- _Information provided_
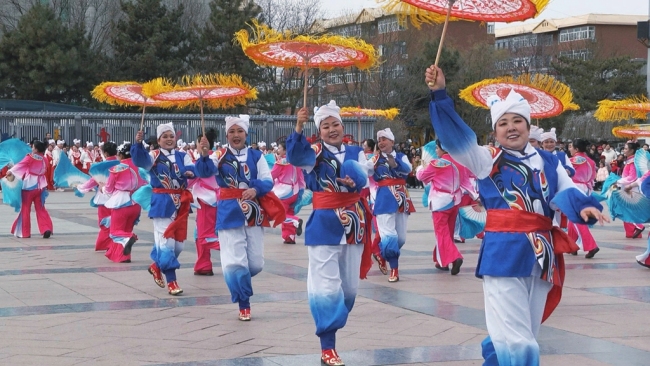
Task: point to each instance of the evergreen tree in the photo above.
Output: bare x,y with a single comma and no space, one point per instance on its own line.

...

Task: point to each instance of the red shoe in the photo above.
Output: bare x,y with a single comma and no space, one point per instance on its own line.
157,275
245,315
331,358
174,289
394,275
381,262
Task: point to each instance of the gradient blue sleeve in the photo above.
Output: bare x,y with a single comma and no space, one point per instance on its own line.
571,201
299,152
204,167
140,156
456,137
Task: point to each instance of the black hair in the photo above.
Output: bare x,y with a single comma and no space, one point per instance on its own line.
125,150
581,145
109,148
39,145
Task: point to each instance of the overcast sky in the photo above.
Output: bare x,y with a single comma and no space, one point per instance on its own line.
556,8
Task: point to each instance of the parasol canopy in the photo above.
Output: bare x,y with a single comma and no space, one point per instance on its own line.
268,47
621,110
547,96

---

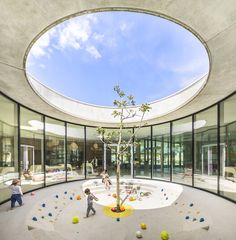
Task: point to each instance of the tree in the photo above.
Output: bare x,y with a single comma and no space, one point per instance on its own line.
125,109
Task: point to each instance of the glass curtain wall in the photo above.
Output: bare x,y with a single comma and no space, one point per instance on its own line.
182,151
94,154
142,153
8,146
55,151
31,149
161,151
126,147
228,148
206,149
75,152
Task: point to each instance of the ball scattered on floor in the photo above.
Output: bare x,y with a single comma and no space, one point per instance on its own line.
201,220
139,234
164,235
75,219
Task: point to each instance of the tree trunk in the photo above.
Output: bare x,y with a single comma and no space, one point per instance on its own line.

- _Problem requirements_
Each line above that contains the word "Task" should be copied.

- _Response area_
Task: point to each instance of the evergreen tree in the photo above.
Task: point to each instance of the red shoe in the photo above.
Task: point to each instance of the gradient blue sleeve in the photo above.
Task: point to each instance of the black hair in the photo above.
Task: point to each instance of the overcast sky in the photo above.
Task: point to each instance of the parasol canopy in the photo above.
Task: point to each instance of the tree in the photo above.
Task: point to each instance of the glass curtain wall in the photo above.
Task: point to each instance of the ball scattered on floor in the photo above.
Task: point to each instance of the tree trunk in the photo above.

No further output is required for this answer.